=== O que fazer ===
(a) Responda sim ou não para cada afirmação, conforme o texto sobre a competência da Justiça Federal, e cite as palavras exatas do texto que decidem cada caso. (i) Se o ente federal for autor ou réu e não houver interesse, o processo é extinto sem julgamento de mérito. (ii) Quando o ente federal é assistente e não tem interesse, o processo vai para a Justiça Estadual sem que ele seja excluído. (iii) Quem avalia o interesse da intervenção do ente federal é o Juiz Estadual.
(b) Segundo o texto sobre a competência da Justiça Federal, por que o Juiz Federal manda o feito para a Justiça Estadual nos casos de oposição e assistência? Responda em até três frases.

=== Página ===
* * *

Em havendo a intervenção citada no parágrafo anterior, deve ser verificado o deslocamento automático da competência para a Justiça Federal. Nessa hipótese, cabe ao Juiz Federal avaliar o interesse da intervenção do ente federal. Caso esteja presente, o feito permanecerá no juízo. Na hipótese de ausência de interesse processual para figurar na lide, cabe ao magistrado federal proferir uma decisão declarando sua ausência, que poderá ter reflexos diversos, a depender da posição ocupada pelo ente federal. Se autor ou réu, será um sentença de extinção do processo sem julgamento de mérito (art. 267, VI, do Código de Processo Civil - CPC); se oponente, seguirá a mesma sorte, todavia, em julgamento prévio à demanda principal (art. 61, CPC); se assistente, será excluído (art. 51, CPC). Nas duas últimas hipóteses, oposição e assistência, tendo em vista que a relação processual tem continuação, após excluído o ente federal, caberá ao Juiz Federal declarar sua incompetência e remeter o feito à Justiça Estadual (art. 103, §2º, CPC).

* * *

=== Dados fornecidos ===
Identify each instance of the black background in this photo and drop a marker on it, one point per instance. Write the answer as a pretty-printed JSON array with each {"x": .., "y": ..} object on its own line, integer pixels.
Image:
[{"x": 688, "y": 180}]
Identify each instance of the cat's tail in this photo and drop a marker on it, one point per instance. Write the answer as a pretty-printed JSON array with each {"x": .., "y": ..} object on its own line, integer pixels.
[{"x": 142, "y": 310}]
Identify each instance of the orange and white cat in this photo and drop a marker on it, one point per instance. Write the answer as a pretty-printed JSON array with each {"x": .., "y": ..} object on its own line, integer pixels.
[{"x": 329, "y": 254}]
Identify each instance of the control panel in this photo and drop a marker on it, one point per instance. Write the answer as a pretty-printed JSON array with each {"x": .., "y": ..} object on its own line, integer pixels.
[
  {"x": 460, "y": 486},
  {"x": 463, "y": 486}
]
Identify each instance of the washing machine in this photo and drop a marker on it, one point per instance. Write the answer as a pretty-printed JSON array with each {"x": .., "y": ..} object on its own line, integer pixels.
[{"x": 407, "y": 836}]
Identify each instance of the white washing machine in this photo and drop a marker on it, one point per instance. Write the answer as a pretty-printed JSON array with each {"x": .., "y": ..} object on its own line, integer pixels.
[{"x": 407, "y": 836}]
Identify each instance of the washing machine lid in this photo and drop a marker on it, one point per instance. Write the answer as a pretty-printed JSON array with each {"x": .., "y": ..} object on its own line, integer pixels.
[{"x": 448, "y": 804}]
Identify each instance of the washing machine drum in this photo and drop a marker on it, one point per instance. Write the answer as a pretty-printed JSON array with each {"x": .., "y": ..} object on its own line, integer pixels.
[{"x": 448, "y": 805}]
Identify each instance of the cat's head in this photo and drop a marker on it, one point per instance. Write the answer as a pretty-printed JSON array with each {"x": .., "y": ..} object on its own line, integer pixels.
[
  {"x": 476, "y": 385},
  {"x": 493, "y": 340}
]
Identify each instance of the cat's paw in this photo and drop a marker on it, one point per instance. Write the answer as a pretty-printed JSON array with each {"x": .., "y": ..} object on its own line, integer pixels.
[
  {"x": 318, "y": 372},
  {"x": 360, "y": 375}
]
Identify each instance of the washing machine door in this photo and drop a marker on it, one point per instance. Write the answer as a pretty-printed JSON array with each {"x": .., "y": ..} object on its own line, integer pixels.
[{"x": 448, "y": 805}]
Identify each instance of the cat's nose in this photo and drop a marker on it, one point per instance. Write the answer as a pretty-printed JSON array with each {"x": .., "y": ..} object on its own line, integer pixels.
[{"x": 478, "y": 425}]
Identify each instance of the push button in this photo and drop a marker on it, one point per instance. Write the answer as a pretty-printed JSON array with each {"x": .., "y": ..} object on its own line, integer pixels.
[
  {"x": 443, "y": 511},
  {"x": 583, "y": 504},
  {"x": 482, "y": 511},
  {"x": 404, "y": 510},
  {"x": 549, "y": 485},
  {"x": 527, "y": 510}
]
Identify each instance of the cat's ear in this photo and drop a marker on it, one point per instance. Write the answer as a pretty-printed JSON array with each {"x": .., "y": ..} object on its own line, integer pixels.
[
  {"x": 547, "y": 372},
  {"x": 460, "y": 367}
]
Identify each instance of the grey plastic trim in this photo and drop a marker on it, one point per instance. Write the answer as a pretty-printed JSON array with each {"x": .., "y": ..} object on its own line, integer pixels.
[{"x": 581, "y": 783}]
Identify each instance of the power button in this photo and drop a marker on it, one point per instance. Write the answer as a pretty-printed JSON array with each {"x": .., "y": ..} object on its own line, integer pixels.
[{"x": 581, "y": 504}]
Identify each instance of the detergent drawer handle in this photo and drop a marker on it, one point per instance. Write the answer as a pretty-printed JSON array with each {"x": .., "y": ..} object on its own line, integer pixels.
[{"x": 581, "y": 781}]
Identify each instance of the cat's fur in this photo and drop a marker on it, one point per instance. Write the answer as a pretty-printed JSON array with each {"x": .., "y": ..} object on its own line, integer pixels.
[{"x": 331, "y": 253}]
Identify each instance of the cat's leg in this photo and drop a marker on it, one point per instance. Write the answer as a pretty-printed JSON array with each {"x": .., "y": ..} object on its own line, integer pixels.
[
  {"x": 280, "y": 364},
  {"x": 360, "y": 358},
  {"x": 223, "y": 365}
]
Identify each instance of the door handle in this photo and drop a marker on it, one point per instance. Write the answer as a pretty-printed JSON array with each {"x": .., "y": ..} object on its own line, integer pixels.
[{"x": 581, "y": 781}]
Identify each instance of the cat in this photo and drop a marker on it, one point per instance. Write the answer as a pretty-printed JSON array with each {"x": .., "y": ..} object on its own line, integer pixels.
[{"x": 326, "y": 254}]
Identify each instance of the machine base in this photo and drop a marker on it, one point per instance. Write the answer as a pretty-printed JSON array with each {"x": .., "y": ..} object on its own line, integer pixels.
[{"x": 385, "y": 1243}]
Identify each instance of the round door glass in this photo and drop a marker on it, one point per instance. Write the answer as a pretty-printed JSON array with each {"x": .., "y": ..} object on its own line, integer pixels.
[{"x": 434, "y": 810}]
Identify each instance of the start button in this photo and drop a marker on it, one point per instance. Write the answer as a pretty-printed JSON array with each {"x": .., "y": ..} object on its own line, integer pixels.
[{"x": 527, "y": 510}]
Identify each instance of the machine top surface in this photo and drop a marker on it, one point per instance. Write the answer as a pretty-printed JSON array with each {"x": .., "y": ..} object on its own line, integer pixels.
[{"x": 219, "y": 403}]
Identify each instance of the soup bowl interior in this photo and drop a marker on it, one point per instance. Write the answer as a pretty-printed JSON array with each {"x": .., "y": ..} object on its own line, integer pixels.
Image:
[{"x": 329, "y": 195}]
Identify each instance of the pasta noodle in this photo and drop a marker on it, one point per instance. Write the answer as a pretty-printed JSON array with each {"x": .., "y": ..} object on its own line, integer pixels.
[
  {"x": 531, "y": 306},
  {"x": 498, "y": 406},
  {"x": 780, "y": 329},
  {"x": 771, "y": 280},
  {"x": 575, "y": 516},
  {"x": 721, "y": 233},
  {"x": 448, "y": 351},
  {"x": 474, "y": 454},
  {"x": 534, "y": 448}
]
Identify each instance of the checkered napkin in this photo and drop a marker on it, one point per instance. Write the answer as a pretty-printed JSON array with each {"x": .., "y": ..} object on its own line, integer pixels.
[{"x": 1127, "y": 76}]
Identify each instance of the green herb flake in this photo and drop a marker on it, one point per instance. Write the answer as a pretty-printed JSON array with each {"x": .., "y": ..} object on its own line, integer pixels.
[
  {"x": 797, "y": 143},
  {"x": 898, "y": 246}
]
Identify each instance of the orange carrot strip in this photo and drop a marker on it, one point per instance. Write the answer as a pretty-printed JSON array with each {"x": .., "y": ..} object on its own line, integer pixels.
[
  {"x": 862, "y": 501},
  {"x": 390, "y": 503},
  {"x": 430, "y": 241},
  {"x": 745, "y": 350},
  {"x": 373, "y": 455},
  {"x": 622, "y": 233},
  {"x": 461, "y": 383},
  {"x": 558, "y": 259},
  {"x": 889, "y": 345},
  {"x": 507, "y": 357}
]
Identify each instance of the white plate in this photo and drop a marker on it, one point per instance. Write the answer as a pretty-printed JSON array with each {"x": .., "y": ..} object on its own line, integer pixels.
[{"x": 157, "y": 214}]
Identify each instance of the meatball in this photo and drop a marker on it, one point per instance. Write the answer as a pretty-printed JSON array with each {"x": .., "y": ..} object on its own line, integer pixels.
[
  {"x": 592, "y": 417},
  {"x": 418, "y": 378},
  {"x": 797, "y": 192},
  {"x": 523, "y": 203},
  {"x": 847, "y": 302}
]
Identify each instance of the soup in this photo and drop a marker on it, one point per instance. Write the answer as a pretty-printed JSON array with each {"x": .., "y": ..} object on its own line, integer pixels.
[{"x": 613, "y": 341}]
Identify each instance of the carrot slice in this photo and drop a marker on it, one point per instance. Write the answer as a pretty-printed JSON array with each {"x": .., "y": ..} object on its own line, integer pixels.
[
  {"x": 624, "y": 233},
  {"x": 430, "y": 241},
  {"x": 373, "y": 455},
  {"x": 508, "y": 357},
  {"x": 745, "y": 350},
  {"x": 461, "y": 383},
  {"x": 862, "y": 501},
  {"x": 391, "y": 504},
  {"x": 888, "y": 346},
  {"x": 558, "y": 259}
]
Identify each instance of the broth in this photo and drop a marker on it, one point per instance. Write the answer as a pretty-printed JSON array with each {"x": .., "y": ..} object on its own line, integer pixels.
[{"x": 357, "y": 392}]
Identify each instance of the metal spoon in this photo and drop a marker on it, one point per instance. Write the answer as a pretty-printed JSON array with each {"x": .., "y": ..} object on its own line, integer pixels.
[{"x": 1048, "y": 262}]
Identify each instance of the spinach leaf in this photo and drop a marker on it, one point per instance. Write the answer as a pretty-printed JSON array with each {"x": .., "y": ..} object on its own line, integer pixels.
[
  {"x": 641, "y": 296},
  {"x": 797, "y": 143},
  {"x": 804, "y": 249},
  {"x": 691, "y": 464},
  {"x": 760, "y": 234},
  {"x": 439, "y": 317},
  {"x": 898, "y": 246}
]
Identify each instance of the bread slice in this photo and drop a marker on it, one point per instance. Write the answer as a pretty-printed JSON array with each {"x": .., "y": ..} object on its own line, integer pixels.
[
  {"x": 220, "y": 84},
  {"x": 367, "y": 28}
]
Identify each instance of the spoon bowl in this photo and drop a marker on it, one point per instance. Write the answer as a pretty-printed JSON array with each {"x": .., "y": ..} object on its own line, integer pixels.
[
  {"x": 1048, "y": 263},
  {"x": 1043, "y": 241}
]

* * *

=== Respostas ===
(a)
(i) Sim: "extinção do processo sem julgamento de mérito".
(ii) Não: "se assistente, será excluído".
(iii) Não: "cabe ao Juiz Federal avaliar o interesse da intervenção do ente federal".

(b) Nesses dois casos, a relação processual continua mesmo depois que o ente federal é excluído. Por isso, o Juiz Federal declara sua incompetência e remete o feito à Justiça Estadual (art. 103, §2º, CPC).